→ EXTRAIT:
▽

Réforme injuste, inégalitaire, inéquitable, inutile, inefficace dans le temps ... qui ne règlera rien ...
Madame la députée,
Monsieur le député,
Après deux premières journées de mobilisation intersyndicale d’ampleur, après l’intervention de madame Borne sur France 2 jeudi 2 février et à la veille de nouveaux appels à la grève et aux mobilisations contre le projet de loi des retraites, le Sgen-CFDT Nord Pas-de-Calais se permet de vous interpeler afin de vous expliquer pourquoi nous nous opposons à la réforme des retraites proposée par le gouvernement.
Tout d’abord, cette réforme est injuste. Le report de l’âge légal de la retraite à 64 ans touche davantage certains travailleur.ses que d’autres : celles et ceux qui sont proches de la retraite et surtout celles et ceux qui ont commencé à travailler avant 21 ou 22 ans. Or ces travailleur.ses sont aussi souvent celles et ceux qui occupent les emplois les moins rémunérés, les plus éreintants et dont l’espérance de vie en bonne santé est la plus faible. Ce sont aussi celles et ceux qui ont pour beaucoup permis à notre société de tenir au moment de la pandémie de Covid.
Ensuite, cette réforme est inégalitaire, contrairement aux dires du gouvernement. Elle ne touchera pas de la même façon les différentes classes sociales. Elle ne touchera pas non plus de la même façon les femmes et les hommes. On estime par exemple que les femmes de la génération 1972 devront en moyenne travailler 9 mois de plus contre 5 mois pour les hommes de la même génération.
Cette réforme est également inéquitable. Telle qu’elle est conçue, la réforme fait peser l’intégralité de l’effort sur les actifs.ves et notamment sur une partie de ceux-ci. Les entreprises, les retraité.es aisé.es ou d’autres ne sont pas mis à contribution. Cette inégalité ne peut pas être socialement acceptable.

△

→ QUESTIONS:
1. D'après la lettre sur la réforme des retraites, combien de mois de plus les femmes de la génération 1972 devront-elles travailler en moyenne ?
2. Recopiez fidèlement le passage de la lettre situé entre « Cette réforme est également » et « être socialement acceptable. », ces deux segments inclus.

→ MATÉRIEL D'ÉTUDE:
▽

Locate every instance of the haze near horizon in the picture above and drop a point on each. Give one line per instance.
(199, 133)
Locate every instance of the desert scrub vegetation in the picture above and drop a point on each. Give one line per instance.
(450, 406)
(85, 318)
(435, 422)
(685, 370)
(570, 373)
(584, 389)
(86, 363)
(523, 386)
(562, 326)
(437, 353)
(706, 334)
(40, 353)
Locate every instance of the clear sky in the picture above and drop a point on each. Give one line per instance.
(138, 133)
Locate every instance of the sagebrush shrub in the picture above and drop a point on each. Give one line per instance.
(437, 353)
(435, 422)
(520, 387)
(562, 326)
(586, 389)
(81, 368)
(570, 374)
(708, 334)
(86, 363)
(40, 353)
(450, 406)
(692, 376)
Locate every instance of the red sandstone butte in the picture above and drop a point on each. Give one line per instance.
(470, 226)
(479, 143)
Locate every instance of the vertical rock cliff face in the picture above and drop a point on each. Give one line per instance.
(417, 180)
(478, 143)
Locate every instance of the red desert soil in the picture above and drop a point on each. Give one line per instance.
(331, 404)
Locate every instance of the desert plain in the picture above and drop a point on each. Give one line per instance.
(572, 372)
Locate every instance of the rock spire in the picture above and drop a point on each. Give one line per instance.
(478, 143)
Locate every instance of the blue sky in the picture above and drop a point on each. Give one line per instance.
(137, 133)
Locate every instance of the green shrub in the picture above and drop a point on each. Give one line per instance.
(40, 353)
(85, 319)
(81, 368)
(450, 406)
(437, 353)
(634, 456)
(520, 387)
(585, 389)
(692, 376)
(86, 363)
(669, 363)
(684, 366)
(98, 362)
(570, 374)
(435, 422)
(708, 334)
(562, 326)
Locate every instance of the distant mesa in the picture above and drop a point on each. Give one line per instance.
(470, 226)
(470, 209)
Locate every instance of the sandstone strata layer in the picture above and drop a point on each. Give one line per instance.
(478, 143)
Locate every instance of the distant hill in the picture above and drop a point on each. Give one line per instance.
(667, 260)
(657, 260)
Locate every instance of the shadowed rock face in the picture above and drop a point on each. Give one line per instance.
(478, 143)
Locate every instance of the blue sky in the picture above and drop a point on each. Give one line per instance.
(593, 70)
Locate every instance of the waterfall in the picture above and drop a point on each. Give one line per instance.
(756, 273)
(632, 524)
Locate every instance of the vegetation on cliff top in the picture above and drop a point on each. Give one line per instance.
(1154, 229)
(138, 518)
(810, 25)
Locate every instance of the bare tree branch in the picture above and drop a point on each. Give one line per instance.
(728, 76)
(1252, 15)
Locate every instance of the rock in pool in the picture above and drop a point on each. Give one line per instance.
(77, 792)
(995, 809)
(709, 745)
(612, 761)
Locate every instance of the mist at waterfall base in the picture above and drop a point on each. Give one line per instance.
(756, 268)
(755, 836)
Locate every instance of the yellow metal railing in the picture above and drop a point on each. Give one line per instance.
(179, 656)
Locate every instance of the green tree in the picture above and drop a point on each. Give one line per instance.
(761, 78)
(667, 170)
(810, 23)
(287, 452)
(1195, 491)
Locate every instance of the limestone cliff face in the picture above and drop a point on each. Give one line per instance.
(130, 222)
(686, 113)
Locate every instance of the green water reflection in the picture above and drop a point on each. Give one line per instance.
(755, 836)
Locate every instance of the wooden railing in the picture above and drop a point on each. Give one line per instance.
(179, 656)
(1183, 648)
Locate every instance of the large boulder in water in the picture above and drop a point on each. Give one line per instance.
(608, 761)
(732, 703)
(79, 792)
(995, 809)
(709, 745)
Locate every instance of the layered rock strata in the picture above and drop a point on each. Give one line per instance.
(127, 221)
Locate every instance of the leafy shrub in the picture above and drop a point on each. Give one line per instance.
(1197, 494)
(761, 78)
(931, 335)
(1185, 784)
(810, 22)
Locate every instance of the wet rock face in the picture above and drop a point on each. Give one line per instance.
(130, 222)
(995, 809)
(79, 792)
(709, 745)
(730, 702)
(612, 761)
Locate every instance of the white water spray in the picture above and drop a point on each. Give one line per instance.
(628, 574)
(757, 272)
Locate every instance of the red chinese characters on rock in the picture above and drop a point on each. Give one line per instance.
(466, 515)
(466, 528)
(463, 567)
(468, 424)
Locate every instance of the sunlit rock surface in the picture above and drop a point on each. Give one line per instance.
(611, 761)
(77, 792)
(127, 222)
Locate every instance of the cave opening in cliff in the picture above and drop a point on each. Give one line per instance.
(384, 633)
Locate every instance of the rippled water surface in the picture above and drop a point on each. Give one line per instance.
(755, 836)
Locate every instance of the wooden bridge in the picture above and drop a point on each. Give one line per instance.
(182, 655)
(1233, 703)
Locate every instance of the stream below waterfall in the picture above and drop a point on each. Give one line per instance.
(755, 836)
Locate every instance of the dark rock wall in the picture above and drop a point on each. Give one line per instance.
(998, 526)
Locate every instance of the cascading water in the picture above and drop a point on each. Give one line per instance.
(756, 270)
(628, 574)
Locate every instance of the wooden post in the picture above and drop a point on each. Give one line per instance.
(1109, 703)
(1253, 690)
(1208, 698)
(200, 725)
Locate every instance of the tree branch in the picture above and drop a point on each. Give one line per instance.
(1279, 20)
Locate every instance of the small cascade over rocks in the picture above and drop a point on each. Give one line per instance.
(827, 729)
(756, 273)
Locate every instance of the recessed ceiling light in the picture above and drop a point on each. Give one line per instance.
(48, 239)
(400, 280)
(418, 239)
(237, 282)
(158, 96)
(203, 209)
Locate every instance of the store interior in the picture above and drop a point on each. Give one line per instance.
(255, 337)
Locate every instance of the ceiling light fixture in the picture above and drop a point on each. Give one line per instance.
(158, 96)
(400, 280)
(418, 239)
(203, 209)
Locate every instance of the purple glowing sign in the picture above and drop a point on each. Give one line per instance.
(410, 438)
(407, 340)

△

→ RÉPONSES:
1. 9 mois de plus en moyenne.

2.
Cette réforme est également inéquitable. Telle qu’elle est conçue, la réforme fait peser l’intégralité de l’effort sur les actifs.ves et notamment sur une partie de ceux-ci. Les entreprises, les retraité.es aisé.es ou d’autres ne sont pas mis à contribution. Cette inégalité ne peut pas être socialement acceptable.